Aim: Return every line in the records below that contains the word "distant", matching case exactly.

Exercise materials:
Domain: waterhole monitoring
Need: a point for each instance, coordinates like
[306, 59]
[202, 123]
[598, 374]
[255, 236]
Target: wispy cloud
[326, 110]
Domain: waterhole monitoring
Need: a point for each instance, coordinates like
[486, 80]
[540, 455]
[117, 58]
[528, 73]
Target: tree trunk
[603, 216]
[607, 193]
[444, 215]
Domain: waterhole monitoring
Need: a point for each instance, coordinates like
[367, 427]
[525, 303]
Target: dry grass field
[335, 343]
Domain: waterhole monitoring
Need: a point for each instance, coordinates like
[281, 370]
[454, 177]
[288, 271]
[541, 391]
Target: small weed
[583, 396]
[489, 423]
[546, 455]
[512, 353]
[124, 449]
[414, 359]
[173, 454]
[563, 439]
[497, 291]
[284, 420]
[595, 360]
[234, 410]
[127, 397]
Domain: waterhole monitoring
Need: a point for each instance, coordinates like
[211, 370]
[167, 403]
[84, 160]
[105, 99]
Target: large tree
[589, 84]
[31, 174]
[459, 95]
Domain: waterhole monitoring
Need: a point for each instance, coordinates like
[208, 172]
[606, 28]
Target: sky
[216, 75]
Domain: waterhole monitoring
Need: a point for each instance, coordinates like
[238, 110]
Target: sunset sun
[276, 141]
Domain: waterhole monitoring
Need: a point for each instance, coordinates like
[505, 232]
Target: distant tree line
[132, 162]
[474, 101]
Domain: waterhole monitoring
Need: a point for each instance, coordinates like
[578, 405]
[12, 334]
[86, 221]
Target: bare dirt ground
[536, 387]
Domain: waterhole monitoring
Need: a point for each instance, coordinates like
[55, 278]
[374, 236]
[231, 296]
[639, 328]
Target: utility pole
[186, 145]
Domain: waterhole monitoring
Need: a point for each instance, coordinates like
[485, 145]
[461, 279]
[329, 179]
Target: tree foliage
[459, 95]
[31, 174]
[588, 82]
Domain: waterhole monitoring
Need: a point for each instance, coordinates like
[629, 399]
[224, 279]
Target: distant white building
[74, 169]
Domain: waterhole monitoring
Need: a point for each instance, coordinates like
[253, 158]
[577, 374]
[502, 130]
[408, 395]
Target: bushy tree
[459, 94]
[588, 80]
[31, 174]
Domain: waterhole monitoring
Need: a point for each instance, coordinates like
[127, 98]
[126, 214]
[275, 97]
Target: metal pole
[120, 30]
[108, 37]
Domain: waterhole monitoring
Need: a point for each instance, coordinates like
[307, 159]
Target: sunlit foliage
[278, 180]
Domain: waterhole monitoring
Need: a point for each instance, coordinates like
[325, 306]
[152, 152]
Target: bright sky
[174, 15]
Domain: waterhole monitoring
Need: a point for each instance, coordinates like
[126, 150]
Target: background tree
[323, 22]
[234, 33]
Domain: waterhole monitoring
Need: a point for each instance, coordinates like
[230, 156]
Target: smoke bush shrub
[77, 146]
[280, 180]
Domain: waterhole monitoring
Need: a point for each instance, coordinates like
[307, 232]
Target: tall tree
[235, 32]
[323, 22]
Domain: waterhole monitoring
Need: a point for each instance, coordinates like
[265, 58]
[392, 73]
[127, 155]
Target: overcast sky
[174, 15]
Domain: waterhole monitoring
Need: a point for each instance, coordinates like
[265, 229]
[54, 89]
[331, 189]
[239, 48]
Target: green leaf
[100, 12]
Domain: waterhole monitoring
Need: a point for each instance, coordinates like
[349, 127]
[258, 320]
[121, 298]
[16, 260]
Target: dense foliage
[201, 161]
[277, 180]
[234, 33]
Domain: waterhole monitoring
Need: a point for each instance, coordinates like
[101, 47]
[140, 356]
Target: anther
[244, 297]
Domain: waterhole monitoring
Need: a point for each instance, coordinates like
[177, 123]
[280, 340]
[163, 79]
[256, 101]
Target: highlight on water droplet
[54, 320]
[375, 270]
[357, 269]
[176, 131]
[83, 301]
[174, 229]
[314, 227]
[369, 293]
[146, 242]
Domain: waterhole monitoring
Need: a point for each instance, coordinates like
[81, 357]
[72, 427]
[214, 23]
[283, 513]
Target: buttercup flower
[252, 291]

Answer to the exercise:
Target: distant tree line
Target: distant white building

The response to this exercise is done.